▶ Raw data
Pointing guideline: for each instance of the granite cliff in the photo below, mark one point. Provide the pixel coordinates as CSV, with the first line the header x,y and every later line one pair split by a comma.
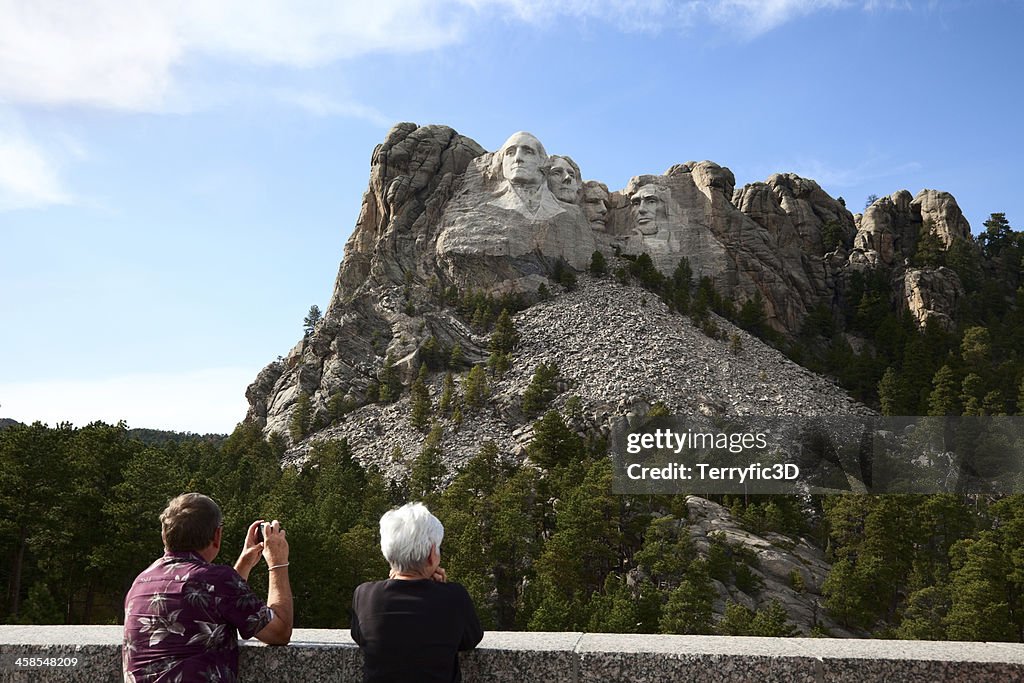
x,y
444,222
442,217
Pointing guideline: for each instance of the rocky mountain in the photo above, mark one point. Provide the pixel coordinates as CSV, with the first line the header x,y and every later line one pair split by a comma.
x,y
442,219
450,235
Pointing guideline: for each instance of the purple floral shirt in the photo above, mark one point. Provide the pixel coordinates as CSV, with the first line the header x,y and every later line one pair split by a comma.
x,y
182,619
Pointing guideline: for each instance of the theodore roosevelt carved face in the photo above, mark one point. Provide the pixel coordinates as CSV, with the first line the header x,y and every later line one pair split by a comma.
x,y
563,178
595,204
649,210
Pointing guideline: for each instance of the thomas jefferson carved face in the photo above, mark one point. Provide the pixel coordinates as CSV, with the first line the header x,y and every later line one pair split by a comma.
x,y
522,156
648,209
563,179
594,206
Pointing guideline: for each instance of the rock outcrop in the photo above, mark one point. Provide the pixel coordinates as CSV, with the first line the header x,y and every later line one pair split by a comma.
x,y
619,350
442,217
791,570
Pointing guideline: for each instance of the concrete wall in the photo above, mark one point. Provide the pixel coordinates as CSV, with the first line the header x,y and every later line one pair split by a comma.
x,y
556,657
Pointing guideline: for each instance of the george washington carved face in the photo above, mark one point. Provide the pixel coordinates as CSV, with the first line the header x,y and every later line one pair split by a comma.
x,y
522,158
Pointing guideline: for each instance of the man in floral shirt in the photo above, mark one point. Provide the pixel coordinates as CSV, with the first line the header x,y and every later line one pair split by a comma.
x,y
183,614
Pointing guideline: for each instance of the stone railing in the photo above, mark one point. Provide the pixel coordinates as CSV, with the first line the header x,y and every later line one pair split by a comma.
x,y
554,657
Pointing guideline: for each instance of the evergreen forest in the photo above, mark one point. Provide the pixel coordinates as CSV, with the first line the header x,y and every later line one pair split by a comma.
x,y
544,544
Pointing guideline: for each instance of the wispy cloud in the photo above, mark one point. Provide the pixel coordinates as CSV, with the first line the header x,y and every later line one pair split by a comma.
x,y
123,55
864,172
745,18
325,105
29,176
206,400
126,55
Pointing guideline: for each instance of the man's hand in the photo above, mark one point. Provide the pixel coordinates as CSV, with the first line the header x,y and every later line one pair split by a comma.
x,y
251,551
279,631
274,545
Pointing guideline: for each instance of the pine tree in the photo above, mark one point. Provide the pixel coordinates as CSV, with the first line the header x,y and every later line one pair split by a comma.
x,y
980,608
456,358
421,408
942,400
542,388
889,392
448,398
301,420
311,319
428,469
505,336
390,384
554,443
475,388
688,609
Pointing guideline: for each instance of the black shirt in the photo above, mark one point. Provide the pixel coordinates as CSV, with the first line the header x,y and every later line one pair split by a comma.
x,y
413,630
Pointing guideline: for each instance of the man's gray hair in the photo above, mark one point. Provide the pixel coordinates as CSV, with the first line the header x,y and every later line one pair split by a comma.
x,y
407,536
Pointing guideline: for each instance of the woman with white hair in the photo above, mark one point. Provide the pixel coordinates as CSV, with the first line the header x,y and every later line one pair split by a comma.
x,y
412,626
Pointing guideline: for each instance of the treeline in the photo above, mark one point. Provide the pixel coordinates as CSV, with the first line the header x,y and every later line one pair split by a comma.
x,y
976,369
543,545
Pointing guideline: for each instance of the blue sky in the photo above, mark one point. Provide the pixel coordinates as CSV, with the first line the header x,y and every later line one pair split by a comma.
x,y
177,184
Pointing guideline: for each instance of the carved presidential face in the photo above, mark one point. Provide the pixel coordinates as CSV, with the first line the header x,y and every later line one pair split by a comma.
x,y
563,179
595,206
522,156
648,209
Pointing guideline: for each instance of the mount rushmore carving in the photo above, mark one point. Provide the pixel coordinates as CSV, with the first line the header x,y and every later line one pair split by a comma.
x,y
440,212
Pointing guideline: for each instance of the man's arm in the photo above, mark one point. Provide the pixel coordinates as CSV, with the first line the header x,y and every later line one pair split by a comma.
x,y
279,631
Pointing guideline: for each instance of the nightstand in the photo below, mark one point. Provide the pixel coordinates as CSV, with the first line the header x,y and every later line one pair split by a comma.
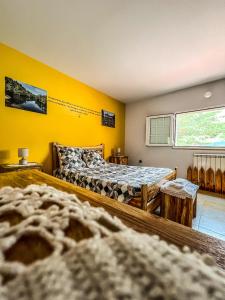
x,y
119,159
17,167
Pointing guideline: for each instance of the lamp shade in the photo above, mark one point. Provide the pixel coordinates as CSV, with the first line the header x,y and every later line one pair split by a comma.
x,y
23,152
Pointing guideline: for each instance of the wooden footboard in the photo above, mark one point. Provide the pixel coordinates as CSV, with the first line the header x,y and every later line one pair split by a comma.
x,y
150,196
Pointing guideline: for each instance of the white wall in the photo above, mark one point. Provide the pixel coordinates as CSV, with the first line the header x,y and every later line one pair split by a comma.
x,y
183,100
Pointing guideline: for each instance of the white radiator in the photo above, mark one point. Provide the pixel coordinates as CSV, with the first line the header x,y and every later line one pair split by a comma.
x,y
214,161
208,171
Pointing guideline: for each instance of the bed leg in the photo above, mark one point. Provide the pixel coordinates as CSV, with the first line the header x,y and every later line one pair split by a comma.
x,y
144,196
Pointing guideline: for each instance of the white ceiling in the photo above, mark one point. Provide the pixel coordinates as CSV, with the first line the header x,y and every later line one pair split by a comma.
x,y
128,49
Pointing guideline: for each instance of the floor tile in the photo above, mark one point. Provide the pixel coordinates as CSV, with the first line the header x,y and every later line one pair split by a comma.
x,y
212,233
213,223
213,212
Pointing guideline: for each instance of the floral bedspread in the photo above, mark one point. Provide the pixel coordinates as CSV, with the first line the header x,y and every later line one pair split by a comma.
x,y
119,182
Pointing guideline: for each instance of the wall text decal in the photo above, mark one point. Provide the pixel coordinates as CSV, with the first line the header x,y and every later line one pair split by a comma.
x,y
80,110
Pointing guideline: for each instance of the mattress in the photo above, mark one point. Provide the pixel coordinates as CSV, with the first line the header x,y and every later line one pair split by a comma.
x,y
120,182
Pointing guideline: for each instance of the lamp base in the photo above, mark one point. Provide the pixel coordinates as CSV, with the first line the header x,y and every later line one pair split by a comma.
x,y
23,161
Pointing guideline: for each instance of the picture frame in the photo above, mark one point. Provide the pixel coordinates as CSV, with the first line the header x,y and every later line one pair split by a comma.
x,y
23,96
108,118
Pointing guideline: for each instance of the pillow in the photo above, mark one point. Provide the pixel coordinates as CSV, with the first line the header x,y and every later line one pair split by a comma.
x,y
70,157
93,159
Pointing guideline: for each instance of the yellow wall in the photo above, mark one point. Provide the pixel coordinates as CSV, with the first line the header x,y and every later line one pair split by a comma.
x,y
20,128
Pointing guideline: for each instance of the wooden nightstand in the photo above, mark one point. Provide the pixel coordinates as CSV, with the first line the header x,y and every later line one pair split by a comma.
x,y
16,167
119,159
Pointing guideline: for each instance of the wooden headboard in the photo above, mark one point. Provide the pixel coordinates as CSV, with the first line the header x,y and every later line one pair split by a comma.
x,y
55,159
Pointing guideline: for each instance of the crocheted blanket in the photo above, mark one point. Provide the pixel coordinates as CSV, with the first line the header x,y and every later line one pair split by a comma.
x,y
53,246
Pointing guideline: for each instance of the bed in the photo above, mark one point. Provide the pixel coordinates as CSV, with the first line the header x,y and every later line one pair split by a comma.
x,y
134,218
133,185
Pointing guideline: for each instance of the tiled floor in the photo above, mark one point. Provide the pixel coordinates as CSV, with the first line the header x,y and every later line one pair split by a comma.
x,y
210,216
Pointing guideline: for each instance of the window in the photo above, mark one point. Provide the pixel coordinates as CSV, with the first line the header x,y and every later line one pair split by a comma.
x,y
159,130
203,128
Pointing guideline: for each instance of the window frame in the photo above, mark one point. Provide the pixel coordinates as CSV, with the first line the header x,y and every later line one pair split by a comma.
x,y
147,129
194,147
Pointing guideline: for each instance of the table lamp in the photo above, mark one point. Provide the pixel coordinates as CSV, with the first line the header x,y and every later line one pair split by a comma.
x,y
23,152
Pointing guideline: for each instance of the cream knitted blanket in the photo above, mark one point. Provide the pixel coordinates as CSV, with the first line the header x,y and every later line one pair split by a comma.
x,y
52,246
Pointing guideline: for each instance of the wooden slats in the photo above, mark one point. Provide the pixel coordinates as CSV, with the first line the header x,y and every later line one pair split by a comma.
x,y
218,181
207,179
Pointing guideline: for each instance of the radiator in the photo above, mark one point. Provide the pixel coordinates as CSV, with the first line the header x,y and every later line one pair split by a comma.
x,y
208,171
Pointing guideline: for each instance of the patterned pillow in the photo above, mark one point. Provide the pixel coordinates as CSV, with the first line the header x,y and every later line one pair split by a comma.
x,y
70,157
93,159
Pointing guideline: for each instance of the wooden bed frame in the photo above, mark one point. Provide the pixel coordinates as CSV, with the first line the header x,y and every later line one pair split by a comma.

▶ Problem requirements
All that the answer may hold is the lines from the one with "Pointing guideline: for each instance of the radiator" through the end of the data, set down exactly as they appear.

▶ Answer to the problem
Pointing guideline: for each instance of the radiator in the photo above, mark one point. Provide the pixel coordinates as CSV, with the first line the header x,y and every later line one pair split by a comma.
x,y
208,171
Pointing guideline: for each instance of the patterned pillow in the photo above, mark one point. Provide the pixel coordinates as CSV, with the first line the header x,y and every later line one pair split by a comma.
x,y
70,157
93,159
Pointing guideline: for each instance of the wooden bed frame in the photo above, mark one point. Provide the pixel coordinates as CSV, with the first line the header x,y and every later line one pair split by a comma.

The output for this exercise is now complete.